**Text segment:**
Mock Mars Mission: Utah Habitat Simulates Life on Red Planet

The Mars Society's Mars Desert Research Station near Hanksville, Utah, has been a base for many simulated missions to the Red Planet.
The Mars Society's Mars Desert Research Station near Hanksville, Utah, has been a base for many simulated missions to the Red Planet. (Image credit: Mars Desert Research Station)

OTTAWA, CANADA — Scientists, engineers and legions of volunteers have worked hard to make a mock Mars habitat in Utah as realistic as possible.

**Data shown:**
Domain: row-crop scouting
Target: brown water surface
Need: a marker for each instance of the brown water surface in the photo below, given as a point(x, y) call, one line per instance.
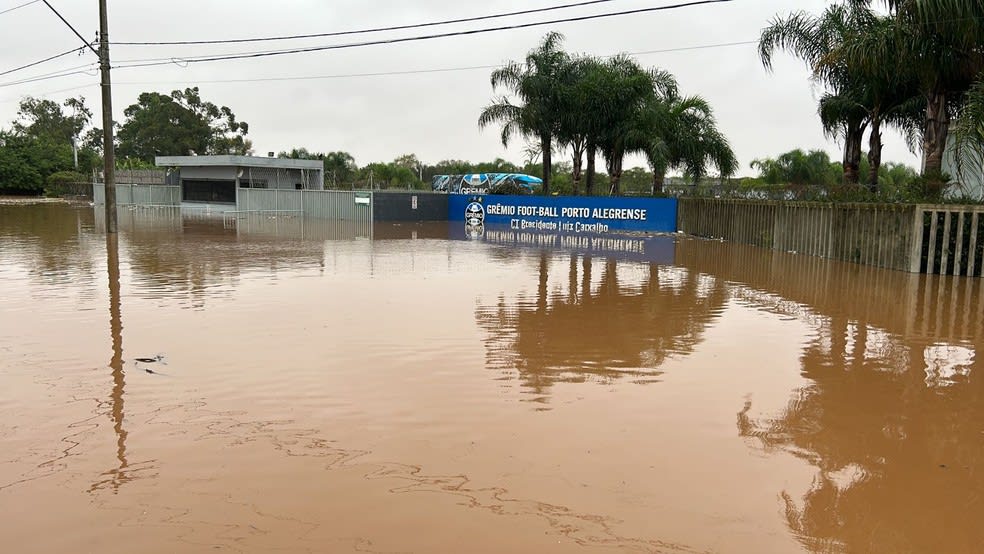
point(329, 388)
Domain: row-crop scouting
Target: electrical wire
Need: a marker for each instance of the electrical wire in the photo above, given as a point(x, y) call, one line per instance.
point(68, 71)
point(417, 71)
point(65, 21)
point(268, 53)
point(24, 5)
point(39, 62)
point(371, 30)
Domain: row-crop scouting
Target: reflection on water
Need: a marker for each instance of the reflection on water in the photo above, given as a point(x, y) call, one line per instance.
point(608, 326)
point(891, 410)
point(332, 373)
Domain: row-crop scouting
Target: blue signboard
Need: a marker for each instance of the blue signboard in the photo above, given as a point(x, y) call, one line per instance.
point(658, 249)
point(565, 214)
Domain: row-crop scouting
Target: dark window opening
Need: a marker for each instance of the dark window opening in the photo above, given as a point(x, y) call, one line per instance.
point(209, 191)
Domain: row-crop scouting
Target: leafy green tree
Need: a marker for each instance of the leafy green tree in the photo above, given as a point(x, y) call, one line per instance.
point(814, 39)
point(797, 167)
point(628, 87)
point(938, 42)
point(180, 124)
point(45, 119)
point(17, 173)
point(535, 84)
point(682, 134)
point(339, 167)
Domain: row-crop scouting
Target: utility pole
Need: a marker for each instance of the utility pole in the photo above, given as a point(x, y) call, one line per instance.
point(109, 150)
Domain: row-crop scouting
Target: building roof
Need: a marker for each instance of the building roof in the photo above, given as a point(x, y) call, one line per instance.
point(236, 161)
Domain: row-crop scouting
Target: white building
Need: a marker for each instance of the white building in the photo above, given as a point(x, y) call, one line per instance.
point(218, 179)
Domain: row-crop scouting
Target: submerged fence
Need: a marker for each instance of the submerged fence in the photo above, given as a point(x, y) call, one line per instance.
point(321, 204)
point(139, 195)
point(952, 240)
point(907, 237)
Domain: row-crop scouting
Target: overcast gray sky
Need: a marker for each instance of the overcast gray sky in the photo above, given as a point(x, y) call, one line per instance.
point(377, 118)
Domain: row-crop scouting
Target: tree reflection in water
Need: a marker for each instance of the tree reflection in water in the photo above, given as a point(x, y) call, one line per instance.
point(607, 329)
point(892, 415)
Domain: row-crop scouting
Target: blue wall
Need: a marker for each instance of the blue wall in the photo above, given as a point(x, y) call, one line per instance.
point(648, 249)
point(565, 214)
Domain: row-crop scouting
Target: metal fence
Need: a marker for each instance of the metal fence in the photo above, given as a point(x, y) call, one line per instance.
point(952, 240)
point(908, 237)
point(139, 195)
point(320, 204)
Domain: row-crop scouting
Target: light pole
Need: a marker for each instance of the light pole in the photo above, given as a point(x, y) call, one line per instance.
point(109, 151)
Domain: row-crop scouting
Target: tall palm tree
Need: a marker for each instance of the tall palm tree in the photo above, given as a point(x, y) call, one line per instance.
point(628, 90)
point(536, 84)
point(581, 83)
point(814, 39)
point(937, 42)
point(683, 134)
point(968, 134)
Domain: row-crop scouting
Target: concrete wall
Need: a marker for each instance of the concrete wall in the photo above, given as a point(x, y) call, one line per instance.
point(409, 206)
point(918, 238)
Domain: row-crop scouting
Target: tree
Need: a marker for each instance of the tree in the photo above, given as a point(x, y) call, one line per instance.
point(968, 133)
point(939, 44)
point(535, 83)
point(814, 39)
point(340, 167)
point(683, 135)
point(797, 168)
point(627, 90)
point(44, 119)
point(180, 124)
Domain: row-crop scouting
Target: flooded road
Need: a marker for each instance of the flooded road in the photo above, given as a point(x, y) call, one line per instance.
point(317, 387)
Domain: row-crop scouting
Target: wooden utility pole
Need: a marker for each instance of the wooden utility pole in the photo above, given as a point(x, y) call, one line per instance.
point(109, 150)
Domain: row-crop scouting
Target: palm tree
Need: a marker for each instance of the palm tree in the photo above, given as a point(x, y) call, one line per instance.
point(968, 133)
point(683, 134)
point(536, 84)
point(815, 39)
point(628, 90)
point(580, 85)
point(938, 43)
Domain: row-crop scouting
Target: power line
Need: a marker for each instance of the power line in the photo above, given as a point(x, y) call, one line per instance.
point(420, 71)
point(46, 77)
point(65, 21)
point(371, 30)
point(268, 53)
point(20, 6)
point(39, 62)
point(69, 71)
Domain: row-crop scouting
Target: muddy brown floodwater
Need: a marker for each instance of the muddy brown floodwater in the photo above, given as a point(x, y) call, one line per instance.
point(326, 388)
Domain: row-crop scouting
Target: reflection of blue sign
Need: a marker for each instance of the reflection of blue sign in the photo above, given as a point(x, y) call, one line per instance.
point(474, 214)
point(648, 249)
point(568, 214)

**Work to be completed:**
Copy the Mars habitat article word for word, beginning at "Mock Mars Mission: Utah" and stopping after "realistic as possible.".

**Full answer:**
Mock Mars Mission: Utah Habitat Simulates Life on Red Planet

The Mars Society's Mars Desert Research Station near Hanksville, Utah, has been a base for many simulated missions to the Red Planet.
The Mars Society's Mars Desert Research Station near Hanksville, Utah, has been a base for many simulated missions to the Red Planet. (Image credit: Mars Desert Research Station)

OTTAWA, CANADA — Scientists, engineers and legions of volunteers have worked hard to make a mock Mars habitat in Utah as realistic as possible.